* **Data for the task**:
==========

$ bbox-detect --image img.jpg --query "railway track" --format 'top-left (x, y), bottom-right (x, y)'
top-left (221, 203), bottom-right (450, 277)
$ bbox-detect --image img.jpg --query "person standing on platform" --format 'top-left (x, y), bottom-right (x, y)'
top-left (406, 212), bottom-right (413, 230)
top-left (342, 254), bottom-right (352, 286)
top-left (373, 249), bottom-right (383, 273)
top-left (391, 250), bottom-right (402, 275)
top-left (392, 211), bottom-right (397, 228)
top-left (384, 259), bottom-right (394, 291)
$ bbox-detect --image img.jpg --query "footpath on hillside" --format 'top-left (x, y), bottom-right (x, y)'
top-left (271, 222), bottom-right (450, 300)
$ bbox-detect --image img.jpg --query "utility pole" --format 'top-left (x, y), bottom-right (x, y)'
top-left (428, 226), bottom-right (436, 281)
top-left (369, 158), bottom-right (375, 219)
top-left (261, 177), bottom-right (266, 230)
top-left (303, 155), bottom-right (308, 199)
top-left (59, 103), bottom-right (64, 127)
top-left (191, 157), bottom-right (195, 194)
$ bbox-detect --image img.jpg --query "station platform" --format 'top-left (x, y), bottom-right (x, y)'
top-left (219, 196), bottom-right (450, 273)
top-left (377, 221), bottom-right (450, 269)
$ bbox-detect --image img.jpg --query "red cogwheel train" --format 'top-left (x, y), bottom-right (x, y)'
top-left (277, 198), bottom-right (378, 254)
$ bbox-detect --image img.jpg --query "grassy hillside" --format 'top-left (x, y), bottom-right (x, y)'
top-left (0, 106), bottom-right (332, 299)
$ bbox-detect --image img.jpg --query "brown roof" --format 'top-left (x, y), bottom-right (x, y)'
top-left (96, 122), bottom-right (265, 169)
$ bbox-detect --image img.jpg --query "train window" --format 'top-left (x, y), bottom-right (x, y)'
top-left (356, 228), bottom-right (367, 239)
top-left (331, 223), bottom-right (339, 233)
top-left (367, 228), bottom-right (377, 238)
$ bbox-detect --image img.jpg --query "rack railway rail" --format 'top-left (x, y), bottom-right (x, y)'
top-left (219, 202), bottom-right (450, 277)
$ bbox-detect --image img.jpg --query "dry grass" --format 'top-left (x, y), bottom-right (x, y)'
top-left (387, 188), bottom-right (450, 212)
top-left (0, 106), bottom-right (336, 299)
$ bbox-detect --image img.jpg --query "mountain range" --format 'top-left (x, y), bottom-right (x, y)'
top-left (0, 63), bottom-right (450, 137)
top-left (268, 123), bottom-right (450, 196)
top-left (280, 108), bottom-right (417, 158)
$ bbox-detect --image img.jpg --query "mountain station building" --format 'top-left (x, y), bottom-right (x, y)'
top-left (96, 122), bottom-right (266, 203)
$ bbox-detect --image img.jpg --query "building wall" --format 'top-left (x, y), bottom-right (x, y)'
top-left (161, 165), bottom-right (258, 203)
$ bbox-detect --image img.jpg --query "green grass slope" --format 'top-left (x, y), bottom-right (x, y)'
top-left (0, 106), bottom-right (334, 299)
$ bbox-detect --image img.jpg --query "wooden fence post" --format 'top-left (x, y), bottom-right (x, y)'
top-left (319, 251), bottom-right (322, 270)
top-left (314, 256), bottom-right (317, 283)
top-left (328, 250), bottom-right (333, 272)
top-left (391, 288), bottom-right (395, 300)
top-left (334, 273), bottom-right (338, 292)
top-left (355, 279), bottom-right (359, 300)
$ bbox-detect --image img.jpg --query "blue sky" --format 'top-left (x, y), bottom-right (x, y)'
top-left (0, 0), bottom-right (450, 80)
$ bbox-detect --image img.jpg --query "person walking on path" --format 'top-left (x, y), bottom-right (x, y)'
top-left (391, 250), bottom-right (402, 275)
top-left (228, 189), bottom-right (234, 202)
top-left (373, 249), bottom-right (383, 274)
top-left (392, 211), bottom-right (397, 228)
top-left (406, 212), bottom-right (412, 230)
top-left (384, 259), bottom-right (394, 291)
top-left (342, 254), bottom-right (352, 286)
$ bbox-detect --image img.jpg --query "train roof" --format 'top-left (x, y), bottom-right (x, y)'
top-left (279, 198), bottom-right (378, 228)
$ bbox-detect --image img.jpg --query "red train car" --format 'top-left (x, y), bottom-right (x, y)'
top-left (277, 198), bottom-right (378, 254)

==========

* **Problem**:
Shift every coordinate by adding 11 to it, and reproduce in full each line of the material from its first line through the line containing "top-left (221, 203), bottom-right (450, 277)", both included.

* **Exercise output**:
$ bbox-detect --image img.jpg --query "railway track" --format 'top-left (x, y), bottom-right (x, y)'
top-left (232, 214), bottom-right (461, 288)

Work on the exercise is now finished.